* Data for analysis *

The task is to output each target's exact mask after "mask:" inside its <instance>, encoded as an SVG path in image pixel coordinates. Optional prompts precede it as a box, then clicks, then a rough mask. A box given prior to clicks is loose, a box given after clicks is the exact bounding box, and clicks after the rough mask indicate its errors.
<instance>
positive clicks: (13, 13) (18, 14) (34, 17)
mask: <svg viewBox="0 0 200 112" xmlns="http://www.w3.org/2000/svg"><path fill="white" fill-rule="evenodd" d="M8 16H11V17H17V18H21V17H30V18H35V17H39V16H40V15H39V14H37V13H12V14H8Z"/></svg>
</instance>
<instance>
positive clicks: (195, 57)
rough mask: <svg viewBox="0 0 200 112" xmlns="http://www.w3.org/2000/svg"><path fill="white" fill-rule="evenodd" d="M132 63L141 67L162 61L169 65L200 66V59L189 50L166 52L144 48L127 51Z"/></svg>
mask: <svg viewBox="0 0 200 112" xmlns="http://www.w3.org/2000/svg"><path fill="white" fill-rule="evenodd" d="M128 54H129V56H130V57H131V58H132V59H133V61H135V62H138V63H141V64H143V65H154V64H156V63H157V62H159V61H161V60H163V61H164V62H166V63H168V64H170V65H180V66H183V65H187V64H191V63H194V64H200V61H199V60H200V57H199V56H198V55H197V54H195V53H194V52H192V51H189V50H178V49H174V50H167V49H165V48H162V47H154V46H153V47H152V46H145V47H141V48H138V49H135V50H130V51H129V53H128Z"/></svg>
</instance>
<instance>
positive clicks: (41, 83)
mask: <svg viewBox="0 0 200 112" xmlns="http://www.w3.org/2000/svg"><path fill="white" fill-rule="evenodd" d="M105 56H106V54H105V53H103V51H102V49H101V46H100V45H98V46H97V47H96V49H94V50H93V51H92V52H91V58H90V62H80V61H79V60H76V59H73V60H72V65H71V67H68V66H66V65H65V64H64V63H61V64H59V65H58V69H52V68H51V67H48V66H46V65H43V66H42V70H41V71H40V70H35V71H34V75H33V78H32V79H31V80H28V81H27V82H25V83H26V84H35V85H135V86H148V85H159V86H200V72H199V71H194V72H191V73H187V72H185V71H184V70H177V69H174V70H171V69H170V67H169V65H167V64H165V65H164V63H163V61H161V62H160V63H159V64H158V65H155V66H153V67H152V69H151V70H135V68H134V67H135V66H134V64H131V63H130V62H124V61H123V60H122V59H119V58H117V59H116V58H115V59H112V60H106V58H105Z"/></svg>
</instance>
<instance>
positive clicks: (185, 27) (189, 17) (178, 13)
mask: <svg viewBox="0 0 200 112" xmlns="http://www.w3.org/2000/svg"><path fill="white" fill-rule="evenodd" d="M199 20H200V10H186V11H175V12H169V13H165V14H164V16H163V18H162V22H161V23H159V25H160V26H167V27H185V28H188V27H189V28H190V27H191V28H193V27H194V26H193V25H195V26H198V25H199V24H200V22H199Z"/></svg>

* Problem statement *
Locate every line in the rows above that contains the word "positive", and copy each such line in full.

* Exercise solution *
positive clicks: (13, 13) (18, 14) (34, 17)
positive clicks: (195, 57)
positive clicks: (41, 83)
positive clicks: (185, 27) (189, 17) (178, 13)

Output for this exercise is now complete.